> EXERCISE
Take the lines below beginning at the line that has "For each <instance>" and stopping after the line that has "box: [397, 190, 537, 261]", and print them exactly as they are, with no other lines.

> EXERCISE MATERIALS

——

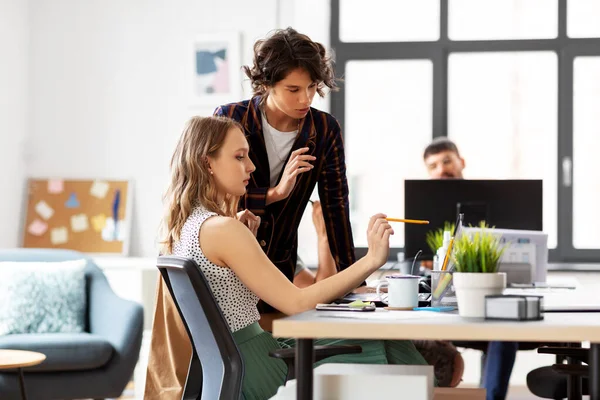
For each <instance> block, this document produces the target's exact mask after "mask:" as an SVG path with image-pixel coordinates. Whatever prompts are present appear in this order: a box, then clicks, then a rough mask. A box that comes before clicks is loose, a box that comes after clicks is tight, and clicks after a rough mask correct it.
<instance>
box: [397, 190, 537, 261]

——

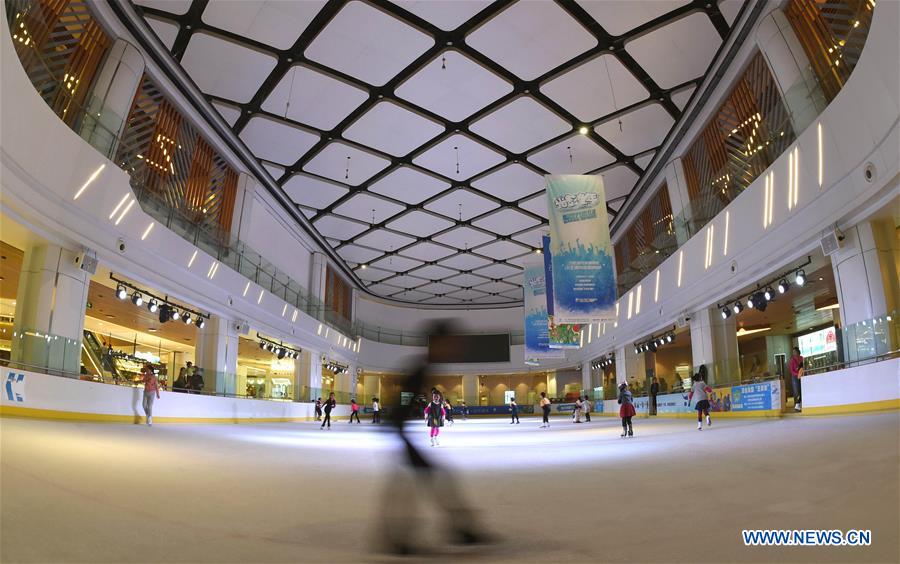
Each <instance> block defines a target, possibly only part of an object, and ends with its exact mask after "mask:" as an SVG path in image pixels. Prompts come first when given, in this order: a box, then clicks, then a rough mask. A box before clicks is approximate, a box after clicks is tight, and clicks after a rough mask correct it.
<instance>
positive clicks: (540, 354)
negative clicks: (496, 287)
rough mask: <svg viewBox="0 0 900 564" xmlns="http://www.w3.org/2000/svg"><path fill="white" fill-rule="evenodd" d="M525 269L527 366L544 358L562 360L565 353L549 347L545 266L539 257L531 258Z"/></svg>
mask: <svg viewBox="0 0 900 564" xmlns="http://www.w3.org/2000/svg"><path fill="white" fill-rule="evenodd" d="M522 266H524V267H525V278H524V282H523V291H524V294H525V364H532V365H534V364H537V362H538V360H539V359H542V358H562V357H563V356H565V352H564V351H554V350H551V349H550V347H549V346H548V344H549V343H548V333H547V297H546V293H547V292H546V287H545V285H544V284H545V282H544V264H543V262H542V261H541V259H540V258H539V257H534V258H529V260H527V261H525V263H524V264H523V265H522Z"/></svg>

——

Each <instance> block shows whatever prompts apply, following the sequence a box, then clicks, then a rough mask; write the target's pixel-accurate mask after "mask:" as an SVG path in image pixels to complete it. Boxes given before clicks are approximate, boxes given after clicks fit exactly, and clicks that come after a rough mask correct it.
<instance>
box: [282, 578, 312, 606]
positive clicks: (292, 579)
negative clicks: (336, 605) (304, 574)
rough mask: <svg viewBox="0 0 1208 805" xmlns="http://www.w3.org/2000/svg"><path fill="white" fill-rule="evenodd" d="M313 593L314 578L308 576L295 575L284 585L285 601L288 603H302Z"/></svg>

——

> ANSWER SPACE
For each <instance> block, this document produces the target's exact mask after "mask:" as an SVG path with image-pixel coordinates. Whatever prompts are present appear in this order: a box, then clicks, then a rough mask. A box that comes before clicks is loose, a box that comes after clicks is tight, and clicks after a rough mask correct it.
<instance>
box: [397, 190, 537, 261]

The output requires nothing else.